Assignment 1:
In the filling machine description, what material is used for the parts in contact with the product?
Assignment 2:
Check each statement against the filling machine description and say yes or no, quoting the words of the text that decide it: (a) The pressurized tank sits below the machine. (b) The hopper uses probes in contact with the product to define its level. (c) The CIP system is included and integrated to the pump.
Assignment 3:
Extend the filling machine description past its last listed feature.

Text shown:

-=-=-=-=-

The new Flow Meters filling machine generation of NESBAD ITALY, features major innovations. Endress+Hauser’s Dosimag and Dosimass flowmeters with integrated batching functionality are key components of Nesbad’s new range. These new flowmeters control the filling process autonomously, providing a constant and outstanding filling performance over time, even under changing conditions. In addition, our new range design simplifies tasks during operation, service and maintenance.
This system permits to dose liquid products in each cup.
A structure supports the system above the cup and an electronical commanded ENDRESS+HAUSER mass flowmeter system allows to control the dose.
The complete system is composed of:
- Pressurized Tank, positioned above the machine, heated, and equipped with stirrer.
- Load cells system to weight the liquid in the hopper
- Valves and auxiliaries for product flow control
- E+H [Endress Hauser] DOSIMASS: mass flow meter for dosing control
- Set of nozzles with shutter to fill avoiding liquid tails and drops
A suction back system can be added on the injectors, if necessary, to avoid any loss of product
- Circuit and equipment for liquid product design based on high hygienic concepts from the aseptic food processing technology
- AISI 316 and food grade certified material in contact with product
- Manufacturing and assembly features based on the aseptic industry technology
- CIP (CLEANING IN PLACE) system included and integrated to the pump
- E+H Mass flow meter fully integrated to the DOYSTAR machine based with electronic control of the dose
- Hopper with a load cell to define the level of product inside, no probes in contact with product.

-=-=-=-=-

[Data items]
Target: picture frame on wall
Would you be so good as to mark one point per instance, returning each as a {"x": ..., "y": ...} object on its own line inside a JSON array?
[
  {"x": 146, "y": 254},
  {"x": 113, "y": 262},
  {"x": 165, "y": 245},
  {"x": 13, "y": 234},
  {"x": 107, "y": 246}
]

-=-=-=-=-

Response area 1:
AISI 316 and food grade certified material.

Response area 2:
(a) No: "Pressurized Tank, positioned above the machine"
(b) No: "no probes in contact with product"
(c) Yes: "CIP (CLEANING IN PLACE) system included and integrated to the pump"

Response area 3:
- DOSIMASS MAIN FEATURES
- Direct and highly accurate mass measurement
- Coriolis flowmeter • Measured variable: Mass/volume flow
- Independent of the physical fluid properties
- Applicable up to +257°F and 580 psi (+125°C and 40 bar)
- Especially for handling different fluids
- 3/8” to 1 (DN 8 to 25)
DOSIMASS MEASURING PRINCIPLE
Each Coriolis flowmeter has one or more measuring tubes which an exciter causes to oscillate artificially. As soon as the fluid starts to flow in the measuring tube, additional twisting is imposed on this oscillation due to the fluid’s inertia. Two sensors detect this change of the tube oscillation in time and space as the “phase difference.” This difference is a direct measure of the mass flow. In addition, the fluid density can also be determined from the oscillation frequency of the measuring tubes.
The temperature of the measuring tube is also registered to compensate thermal influences. The process temperature derived from this is available as an additional output signal.